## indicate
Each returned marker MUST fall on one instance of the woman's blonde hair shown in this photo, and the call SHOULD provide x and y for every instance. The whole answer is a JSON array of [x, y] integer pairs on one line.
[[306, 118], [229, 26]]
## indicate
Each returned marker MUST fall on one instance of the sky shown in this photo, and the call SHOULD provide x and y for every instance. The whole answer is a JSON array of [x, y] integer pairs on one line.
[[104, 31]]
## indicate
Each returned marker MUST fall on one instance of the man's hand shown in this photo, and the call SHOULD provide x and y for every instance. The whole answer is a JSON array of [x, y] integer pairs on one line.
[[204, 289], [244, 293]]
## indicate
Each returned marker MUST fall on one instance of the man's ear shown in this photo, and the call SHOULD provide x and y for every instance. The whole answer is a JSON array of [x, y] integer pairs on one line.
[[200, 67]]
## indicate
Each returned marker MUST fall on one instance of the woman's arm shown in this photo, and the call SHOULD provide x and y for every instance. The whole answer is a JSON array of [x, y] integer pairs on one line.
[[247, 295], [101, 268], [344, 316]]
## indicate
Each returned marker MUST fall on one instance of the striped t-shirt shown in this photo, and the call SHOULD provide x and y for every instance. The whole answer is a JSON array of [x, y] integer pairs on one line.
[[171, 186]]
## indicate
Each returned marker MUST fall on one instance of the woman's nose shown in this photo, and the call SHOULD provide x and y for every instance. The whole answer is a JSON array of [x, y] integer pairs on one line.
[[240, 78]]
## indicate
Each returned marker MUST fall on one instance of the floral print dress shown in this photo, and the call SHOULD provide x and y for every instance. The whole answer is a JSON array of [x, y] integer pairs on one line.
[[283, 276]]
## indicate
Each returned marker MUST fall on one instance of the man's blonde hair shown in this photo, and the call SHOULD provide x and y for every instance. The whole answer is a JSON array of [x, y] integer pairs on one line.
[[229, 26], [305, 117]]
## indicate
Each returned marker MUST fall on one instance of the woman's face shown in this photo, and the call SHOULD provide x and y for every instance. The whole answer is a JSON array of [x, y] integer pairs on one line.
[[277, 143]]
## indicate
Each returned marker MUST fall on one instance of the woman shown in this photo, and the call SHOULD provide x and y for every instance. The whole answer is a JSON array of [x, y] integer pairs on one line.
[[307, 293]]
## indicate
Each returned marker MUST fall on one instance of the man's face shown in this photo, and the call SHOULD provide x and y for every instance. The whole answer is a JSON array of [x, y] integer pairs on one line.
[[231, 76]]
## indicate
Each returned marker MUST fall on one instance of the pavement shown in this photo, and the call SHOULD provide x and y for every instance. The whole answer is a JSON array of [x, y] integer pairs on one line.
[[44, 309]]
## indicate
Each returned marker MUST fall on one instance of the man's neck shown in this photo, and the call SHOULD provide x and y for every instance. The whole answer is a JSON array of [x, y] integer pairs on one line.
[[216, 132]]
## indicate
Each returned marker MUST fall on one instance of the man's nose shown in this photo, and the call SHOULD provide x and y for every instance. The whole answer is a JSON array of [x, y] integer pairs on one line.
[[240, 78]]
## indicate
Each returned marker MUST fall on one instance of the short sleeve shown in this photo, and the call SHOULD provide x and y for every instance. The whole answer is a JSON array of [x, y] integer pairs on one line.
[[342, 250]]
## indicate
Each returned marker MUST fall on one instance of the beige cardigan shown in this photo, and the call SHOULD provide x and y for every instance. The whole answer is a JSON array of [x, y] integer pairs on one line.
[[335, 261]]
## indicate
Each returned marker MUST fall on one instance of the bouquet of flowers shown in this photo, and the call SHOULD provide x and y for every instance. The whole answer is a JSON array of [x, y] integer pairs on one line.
_ _ _ _ _
TO DO ::
Copy out all of the rows above word for word, with nothing added, dropped, or changed.

ANSWER FOR THIS EXERCISE ::
## indicate
Each returned marker MUST fall on one instance of the woman's blonde hair shown in this photo, and the call SHOULD provide x and y for every instance. The whole answer is a JSON array of [x, y] integer pairs on one line.
[[306, 118], [229, 26]]
## indicate
Each returned marker MUST fall on one instance of the sky shown in this photo, and the call SHOULD provide x and y for every instance. The whole answer is a JSON array of [x, y] integer pairs on one line.
[[104, 31]]
## indicate
Each returned marker MUST fall on one instance of the man's hand shown in this photo, and the call SHOULD provide x and y for every instance. The whole answer is a JSON array of [x, y] integer pairs on one line.
[[204, 289], [244, 293]]
## indicate
Each returned marker MUST fall on one instance of the man's ear shown in this photo, and the call SHOULD provide x and y for every instance. The whole answer is a JSON array of [x, y] integer pairs on one line.
[[200, 67]]
## indicate
Each returned marker MUST fall on one instance of the woman's arm shown in this photo, and the call SHOULD provide x and y for every instance. The whole answer is a JSON array of [x, y] integer pairs on one line.
[[247, 295], [101, 268], [344, 316]]
## indicate
Each returned marker MUST fall on one instance of the striped t-shirt shown in this photo, and the call SHOULD provide x and y for every instance. The whole answer is a JSON array of [x, y] integer pairs on one line.
[[171, 186]]
## indicate
Each returned marker MUST fall on one instance of the woman's nose shown in this photo, and the call SHOULD provide x and y for every instance. The whole answer is a JSON array of [x, y] integer pairs on one line.
[[240, 78]]
## indicate
Each returned marker MUST fall on one instance of the floral print dress shown in this photo, and the call SHOULD provide x and y for every instance. The whole answer is a JSON array of [x, y] integer pairs on one line.
[[283, 276]]
## indicate
Each returned marker MUST fall on one instance of the man's blonde hair shown in this photo, and the call SHOULD provide x and y for every instance. The whole answer is a JSON array of [x, y] integer pairs on one line.
[[229, 26], [305, 117]]
## indicate
Each returned marker MUST fall on one instance of the woman's face shown in this photo, and the call SHOULD provide x and y for every instance. The whole answer is a JSON array of [x, y] integer pairs on one line.
[[277, 143]]
## indicate
Each returned marker MUST fall on one instance of the woman shown in this photo, and the call SHOULD provide x and y for every instance. The whole answer is a JSON array of [x, y] integer pairs on one line.
[[307, 293]]
## indicate
Each returned marker MUST fall on one instance of the man's face shown in this photo, and the call SHOULD provide x and y for every instance. The whole answer is a JSON array of [x, y] integer pairs on one line.
[[231, 76]]
## indicate
Each returned marker MUST fall on one instance of the pavement shown in this photo, and the call SHOULD provide x and y for every instance. The whole answer is a JSON array of [x, y] integer pairs on one line.
[[44, 309]]
## indicate
Each returned marker MUST fall on one instance of the man's neck shown in this photo, and the call SHOULD provide x and y for every instance. The whole answer is a JSON array of [x, y] integer pairs on one line.
[[216, 132]]
## indicate
Each returned marker MUST fall on one instance of the man's nose shown in this photo, and the call SHOULD provide x and y for every instance. The whole answer is a JSON array of [x, y] integer pairs on one line.
[[240, 78]]
## indicate
Each returned marker MUST fall on one instance of the short sleeve shown in this photo, and the call SHOULD provide x and y for every instance. The whole answer is a JSON array of [x, y] integer pairs on one line.
[[342, 250]]
## indicate
Each returned marker MUST fall on one instance of the beige cardigan shown in this photo, and the call SHOULD provide x and y for every instance. The whole answer is a JSON array of [x, y] integer pairs on one line.
[[335, 261]]
## indicate
Each returned marker MUST fall on one instance of the bouquet of flowers shown in this photo, and the call SHOULD provide x and y for every instance. The whole answer is a JSON array of [x, y] integer pairs on one line.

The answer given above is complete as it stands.